▶ Jobs:
• 1. In the forum post on mixed effect model p-values, how many times did the poster repeat the simulation?
• 2. Rewrite the passage of the forum post on mixed effect model p-values from "However, I'm confused" up to and including "I would expect.", changing "inputs" to "conditions".
• 3. Decide whether each statement agrees with the forum post on mixed effect model p-values, and quote the words that settle it: (a) The simulation uses 10 groups. (b) Each group holds 50 samples. (c) The poster made a histogram of the p-values.

However, I'm confused by the results — if I generate what I think is null data (e.g. no true difference between two inputs), the p-value for their difference is skewed towards higher significance than I would expect.

I'm not sure if I'm making an incorrect assumption about how mixed effect models are supposed to work, or if I'm generating it incorrectly. Here's what I've been doing:

I have two sets of inputs, each with N distinct groups, and M samples per group. To draw outputs, for both sets of inputs, I draw N values to represent each group's baseline effect, and then M values per group to represent the random variances. I then add those up for both sets of inputs, run a mixed effect model, and generate a p-value. I repeated this 1000 times and made a histogram of the p-values.

Here's the code:

import numpy as np
import pandas as pd
import statsmodels.api as sm
import matplotlib.pyplot as plt

num_groups = 10
num_samples_per_group = 20
num_iter = 1000

group_var = 1.0
random_var = 1.0

# Build basic dataframe w/ two inputs (input_0 and input_1), each with num_groups different groups, each
# containing num_samples_per_group individual samples.

▶ Record set:
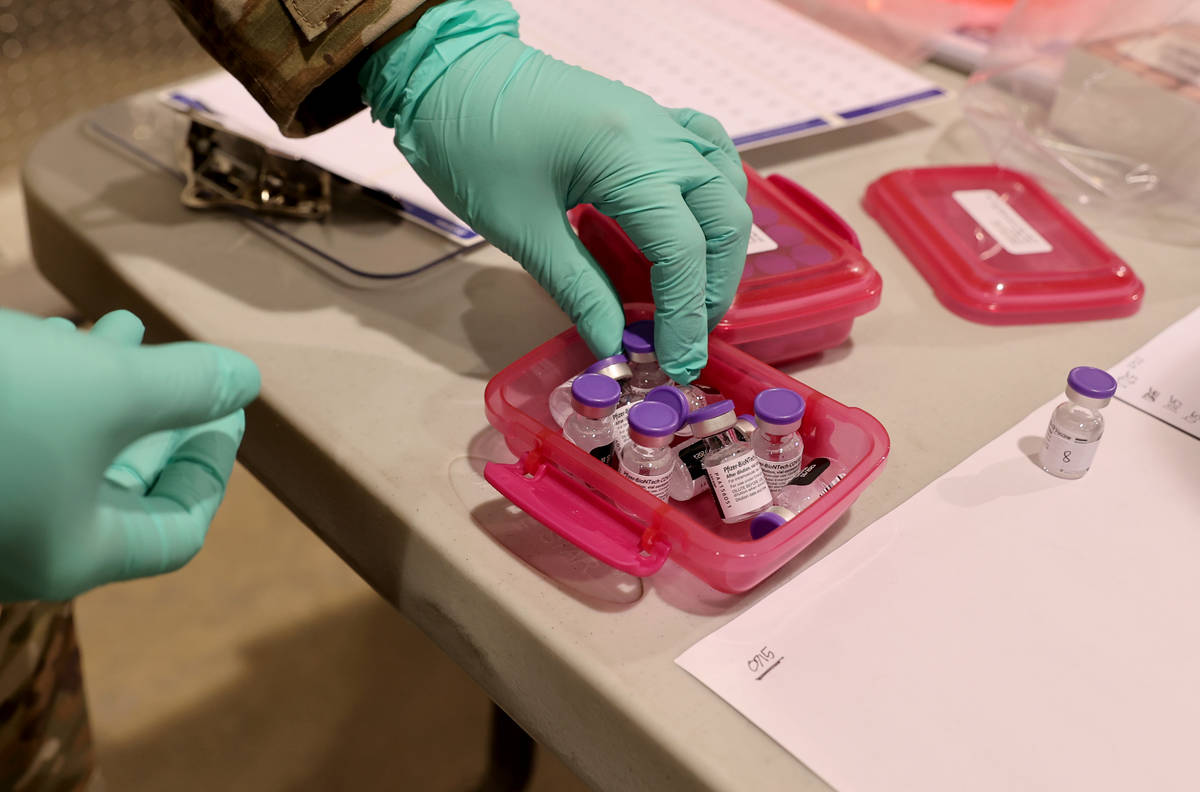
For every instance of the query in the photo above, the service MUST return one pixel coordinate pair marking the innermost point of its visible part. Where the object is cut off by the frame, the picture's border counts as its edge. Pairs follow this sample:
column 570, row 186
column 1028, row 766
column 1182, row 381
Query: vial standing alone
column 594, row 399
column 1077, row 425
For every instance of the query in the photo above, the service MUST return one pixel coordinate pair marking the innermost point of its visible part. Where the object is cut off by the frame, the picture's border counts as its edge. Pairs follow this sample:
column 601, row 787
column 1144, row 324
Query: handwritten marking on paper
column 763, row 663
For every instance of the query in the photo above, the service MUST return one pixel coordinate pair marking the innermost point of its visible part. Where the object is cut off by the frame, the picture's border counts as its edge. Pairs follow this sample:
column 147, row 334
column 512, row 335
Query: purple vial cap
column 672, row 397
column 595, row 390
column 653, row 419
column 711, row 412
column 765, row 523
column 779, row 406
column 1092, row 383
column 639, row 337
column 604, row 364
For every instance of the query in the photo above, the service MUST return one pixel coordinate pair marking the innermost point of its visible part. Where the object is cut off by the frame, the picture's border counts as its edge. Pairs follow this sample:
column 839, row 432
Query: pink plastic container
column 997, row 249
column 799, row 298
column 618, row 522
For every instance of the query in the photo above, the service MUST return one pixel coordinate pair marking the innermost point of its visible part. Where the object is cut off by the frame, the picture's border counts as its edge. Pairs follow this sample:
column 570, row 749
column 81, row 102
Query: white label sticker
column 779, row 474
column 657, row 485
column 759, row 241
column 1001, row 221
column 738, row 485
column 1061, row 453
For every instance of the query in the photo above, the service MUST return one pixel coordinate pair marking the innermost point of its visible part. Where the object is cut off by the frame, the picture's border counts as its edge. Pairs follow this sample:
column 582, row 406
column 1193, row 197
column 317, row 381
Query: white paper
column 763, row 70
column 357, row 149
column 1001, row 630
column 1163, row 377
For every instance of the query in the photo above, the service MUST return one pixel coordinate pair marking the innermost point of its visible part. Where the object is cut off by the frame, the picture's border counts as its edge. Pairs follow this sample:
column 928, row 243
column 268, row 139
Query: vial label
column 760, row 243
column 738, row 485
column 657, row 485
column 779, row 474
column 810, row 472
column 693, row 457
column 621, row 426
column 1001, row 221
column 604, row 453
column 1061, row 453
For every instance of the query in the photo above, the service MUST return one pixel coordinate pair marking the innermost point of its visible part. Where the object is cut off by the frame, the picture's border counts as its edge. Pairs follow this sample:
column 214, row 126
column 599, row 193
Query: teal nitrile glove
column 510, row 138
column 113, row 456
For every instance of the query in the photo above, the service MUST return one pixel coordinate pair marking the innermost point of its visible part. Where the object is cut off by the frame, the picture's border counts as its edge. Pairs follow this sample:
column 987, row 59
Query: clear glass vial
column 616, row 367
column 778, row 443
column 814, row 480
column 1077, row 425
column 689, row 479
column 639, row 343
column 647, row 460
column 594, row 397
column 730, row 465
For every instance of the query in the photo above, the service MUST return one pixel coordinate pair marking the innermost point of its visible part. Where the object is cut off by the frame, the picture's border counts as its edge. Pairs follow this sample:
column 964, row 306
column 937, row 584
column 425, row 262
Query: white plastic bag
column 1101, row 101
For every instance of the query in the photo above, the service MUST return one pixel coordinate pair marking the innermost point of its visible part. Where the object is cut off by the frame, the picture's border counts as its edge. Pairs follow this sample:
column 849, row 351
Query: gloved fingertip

...

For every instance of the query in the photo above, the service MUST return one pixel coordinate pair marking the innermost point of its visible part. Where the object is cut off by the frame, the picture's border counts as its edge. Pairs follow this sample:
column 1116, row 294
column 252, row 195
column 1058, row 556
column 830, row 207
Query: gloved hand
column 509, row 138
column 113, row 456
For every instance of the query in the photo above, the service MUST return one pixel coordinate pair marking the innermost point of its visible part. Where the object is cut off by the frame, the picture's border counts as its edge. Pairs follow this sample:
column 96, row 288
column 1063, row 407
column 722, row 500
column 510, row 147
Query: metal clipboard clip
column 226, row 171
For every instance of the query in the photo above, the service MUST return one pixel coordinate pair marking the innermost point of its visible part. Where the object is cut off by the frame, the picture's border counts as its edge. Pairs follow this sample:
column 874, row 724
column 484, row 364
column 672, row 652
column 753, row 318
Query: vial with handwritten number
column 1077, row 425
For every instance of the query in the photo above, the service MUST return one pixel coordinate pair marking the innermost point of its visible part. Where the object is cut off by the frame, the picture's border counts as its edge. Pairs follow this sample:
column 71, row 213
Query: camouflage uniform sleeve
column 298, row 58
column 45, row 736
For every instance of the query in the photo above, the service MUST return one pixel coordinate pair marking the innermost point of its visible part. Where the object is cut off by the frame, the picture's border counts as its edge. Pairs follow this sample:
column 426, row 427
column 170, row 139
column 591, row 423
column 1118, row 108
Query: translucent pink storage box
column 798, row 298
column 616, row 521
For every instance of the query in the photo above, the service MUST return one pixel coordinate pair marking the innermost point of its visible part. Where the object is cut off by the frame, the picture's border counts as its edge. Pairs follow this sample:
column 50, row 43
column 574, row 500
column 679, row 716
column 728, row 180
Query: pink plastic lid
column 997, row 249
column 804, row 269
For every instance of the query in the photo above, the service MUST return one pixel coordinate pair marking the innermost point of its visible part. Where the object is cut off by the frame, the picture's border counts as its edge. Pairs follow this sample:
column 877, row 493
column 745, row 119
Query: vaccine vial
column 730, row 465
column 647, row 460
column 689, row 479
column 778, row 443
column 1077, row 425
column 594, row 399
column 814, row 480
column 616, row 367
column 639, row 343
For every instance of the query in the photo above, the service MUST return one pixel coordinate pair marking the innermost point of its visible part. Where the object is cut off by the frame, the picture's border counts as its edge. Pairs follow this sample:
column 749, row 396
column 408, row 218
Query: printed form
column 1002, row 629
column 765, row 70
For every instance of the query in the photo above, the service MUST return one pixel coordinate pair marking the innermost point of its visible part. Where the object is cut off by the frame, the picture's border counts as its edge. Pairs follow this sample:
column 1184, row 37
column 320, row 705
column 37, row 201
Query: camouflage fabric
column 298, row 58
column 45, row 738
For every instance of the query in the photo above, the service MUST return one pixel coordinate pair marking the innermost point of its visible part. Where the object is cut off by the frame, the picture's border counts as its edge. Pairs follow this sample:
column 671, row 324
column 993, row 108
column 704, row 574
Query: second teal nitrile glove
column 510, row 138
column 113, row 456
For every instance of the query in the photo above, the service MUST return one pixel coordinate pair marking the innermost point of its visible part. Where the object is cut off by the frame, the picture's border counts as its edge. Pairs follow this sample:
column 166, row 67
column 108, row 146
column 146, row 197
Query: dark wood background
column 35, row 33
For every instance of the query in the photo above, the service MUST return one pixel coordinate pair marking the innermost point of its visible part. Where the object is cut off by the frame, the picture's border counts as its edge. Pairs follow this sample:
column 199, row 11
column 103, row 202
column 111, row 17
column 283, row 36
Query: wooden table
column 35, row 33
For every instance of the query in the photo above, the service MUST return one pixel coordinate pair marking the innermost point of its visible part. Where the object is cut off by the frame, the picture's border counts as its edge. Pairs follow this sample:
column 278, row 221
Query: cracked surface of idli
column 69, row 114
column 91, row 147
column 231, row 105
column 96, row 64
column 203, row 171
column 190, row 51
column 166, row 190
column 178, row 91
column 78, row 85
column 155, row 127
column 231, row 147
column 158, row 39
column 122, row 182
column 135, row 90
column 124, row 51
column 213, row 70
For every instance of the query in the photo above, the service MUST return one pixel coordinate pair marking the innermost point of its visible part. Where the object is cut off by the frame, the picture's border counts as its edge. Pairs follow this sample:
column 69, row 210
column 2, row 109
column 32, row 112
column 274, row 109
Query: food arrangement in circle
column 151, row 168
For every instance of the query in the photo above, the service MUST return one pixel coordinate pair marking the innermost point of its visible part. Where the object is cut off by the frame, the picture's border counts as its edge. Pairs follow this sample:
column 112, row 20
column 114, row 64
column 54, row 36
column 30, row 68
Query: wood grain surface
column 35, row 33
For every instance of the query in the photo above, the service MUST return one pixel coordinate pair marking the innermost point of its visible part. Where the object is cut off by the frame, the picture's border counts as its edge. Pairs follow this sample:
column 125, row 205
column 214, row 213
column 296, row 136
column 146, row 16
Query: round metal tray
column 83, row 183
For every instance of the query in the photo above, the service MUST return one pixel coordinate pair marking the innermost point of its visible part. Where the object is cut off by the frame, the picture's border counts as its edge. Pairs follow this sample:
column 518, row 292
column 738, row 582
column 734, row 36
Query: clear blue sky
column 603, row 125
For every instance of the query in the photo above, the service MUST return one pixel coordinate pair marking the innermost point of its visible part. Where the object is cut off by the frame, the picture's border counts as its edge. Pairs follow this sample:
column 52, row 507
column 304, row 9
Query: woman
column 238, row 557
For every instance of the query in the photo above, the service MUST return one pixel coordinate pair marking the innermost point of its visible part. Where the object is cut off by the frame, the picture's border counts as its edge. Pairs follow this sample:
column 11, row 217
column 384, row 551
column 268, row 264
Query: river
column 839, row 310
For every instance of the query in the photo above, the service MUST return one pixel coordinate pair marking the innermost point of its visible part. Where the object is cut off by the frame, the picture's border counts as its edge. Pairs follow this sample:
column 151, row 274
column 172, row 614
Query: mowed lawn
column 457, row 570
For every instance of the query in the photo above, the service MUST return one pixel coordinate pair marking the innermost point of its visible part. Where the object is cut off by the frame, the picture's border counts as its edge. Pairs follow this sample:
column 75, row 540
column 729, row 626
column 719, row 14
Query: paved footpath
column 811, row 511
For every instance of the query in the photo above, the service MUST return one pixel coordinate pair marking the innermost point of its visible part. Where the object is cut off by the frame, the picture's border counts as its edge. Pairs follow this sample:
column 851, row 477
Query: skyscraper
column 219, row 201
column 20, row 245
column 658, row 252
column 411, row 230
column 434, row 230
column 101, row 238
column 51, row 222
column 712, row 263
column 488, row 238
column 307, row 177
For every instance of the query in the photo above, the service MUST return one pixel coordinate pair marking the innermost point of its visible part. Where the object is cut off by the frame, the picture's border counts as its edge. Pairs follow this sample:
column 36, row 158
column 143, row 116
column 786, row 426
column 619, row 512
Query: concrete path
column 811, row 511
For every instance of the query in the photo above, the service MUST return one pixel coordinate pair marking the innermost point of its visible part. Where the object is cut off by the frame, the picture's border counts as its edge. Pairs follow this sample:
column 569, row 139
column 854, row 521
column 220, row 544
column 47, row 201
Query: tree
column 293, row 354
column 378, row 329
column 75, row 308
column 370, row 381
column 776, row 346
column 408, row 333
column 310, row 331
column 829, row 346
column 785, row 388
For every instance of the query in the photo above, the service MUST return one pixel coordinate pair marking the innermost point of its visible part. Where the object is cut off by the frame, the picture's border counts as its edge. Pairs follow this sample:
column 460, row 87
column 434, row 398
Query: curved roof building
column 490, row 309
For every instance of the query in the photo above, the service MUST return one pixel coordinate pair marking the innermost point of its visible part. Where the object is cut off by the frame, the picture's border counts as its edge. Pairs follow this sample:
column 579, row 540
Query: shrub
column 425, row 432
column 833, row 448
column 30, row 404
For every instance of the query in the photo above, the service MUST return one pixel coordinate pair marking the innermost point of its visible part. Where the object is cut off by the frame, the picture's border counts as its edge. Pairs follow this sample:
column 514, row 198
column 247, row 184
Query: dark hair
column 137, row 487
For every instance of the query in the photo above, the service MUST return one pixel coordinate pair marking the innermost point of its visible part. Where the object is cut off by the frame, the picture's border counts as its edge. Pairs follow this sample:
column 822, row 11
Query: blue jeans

▶ Expected responses:
• 1. 1000 times.

• 2.
However, I'm confused by the results — if I generate what I think is null data (e.g. no true difference between two conditions), the p-value for their difference is skewed towards higher significance than I would expect.

• 3.
(a) Yes: "num_groups = 10"
(b) No: "num_samples_per_group = 20"
(c) Yes: "made a histogram of the p-values"